> [THE TASK] Tally the lines in the entries below that contain the string "column", counting only case-exact matches. Reply with the number alone.

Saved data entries
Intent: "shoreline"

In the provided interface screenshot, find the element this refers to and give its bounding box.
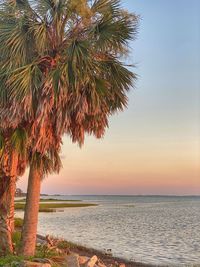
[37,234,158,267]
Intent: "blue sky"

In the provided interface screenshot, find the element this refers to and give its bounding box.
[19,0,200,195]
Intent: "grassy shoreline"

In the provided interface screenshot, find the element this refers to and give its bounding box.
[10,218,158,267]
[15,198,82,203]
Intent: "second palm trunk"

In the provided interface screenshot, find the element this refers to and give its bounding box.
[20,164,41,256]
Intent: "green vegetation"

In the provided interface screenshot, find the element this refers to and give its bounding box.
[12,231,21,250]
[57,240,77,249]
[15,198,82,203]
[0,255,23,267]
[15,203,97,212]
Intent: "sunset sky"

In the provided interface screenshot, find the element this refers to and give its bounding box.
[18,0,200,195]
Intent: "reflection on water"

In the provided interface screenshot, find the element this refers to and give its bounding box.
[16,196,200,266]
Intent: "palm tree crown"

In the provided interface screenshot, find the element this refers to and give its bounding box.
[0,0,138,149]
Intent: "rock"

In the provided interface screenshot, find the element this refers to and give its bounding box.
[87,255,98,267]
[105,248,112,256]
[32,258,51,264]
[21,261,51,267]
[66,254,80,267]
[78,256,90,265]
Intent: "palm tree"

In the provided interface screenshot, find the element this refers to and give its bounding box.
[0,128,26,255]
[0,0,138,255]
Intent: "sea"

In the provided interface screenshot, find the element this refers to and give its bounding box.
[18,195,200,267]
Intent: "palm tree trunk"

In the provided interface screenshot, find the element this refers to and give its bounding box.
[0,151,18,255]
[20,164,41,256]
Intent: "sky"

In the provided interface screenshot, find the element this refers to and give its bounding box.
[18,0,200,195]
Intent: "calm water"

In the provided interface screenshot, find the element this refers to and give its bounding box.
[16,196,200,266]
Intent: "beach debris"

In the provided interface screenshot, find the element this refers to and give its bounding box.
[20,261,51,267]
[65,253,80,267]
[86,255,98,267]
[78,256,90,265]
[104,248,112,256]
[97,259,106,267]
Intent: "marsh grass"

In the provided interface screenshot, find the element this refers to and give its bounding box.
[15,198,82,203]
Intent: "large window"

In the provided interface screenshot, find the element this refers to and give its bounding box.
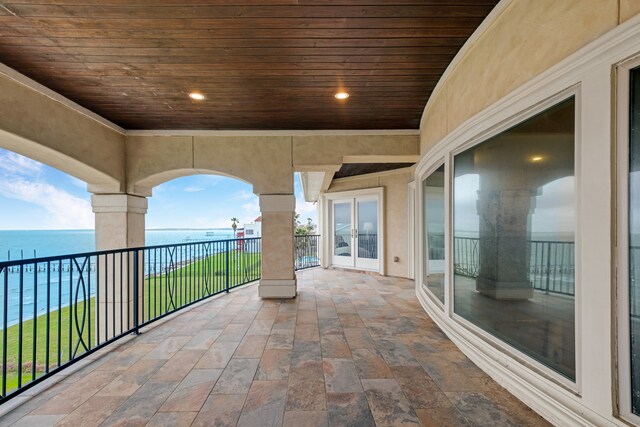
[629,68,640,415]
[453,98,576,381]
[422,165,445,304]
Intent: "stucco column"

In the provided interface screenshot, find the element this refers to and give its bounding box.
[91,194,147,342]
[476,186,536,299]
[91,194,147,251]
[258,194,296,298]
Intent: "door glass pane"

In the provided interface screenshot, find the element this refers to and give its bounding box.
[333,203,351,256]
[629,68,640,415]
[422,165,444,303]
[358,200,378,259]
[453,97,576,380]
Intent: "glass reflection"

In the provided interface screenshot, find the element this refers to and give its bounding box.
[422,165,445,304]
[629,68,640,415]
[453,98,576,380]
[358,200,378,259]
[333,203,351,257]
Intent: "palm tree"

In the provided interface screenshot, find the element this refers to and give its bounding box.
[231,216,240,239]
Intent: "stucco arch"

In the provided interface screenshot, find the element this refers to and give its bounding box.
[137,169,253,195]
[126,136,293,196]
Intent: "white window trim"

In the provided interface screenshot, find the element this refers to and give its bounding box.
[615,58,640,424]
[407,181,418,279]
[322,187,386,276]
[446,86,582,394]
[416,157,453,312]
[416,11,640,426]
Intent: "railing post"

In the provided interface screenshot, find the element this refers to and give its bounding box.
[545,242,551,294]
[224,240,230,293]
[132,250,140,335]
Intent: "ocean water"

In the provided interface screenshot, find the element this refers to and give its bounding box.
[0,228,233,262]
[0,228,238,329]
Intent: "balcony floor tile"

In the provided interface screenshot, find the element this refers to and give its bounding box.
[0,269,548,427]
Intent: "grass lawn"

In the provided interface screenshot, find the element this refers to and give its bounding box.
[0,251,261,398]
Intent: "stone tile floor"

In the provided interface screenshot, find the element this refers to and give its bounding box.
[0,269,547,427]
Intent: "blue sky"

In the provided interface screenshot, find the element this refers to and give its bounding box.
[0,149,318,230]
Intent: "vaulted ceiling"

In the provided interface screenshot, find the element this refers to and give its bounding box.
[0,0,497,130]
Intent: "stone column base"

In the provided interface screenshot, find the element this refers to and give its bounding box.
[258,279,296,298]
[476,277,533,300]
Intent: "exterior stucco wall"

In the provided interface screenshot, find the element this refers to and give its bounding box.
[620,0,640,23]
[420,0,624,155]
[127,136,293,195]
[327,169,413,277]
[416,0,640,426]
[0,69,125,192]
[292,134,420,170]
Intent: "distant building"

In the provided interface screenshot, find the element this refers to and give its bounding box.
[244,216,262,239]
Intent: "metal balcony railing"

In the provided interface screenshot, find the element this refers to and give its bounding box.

> [FULL SOLUTION] 2